++++ DATA SUPPLIED ++++

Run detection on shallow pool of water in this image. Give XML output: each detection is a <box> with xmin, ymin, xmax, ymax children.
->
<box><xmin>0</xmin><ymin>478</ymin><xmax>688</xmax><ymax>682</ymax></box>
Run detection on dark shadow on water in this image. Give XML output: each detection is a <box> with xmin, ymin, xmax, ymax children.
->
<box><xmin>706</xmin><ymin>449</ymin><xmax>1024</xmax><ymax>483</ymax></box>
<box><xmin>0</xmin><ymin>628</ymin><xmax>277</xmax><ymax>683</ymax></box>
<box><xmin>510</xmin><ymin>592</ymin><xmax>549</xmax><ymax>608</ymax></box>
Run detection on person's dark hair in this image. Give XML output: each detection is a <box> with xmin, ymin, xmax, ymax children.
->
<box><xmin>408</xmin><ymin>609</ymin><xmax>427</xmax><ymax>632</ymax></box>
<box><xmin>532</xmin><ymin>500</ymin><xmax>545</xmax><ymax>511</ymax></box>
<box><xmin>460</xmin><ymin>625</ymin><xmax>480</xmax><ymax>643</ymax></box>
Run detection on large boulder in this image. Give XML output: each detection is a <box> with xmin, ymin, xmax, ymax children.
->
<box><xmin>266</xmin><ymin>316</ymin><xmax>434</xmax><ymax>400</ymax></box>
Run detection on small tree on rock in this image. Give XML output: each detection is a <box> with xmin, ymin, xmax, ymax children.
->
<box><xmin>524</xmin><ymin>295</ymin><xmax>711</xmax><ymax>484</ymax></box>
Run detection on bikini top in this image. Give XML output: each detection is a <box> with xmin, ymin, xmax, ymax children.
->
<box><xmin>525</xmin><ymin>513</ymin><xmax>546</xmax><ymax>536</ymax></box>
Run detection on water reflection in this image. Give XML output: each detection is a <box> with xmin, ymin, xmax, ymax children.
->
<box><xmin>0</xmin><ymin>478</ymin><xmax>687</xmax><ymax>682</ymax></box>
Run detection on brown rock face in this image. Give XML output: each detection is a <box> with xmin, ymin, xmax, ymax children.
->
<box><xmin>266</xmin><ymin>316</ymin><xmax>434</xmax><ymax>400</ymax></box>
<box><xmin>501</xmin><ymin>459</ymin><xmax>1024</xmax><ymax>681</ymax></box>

++++

• _ABOUT THIS EXERCISE_
Find all the lines containing "output" in the material, then copy them.

• _FINISHED TASK_
Run detection on shallow pool of water in this image. Give XML output: each detection is a <box> with xmin, ymin, xmax, ymax children.
Run detection on dark shadow on water in this image. Give XML output: each detection is a <box> with xmin, ymin, xmax, ymax children.
Run detection on person's dark hair in this image. Give XML output: each detection is a <box> with xmin, ymin, xmax, ymax children.
Run detection on large boulder in this image. Give XML output: each detection is a <box> with xmin, ymin, xmax, ymax children.
Run detection on small tree on rock in this image. Give XML output: each detection is a <box> with xmin, ymin, xmax, ymax children.
Run detection on bikini top in this image. Give XML output: each detection is a <box> with xmin, ymin, xmax, ymax children.
Run detection on water reflection in this image. Give XML output: each detection is a <box> with xmin, ymin, xmax, ymax children.
Run detection on brown rock face in this image. Give XML output: each detection is a <box> with xmin, ymin, xmax, ymax children.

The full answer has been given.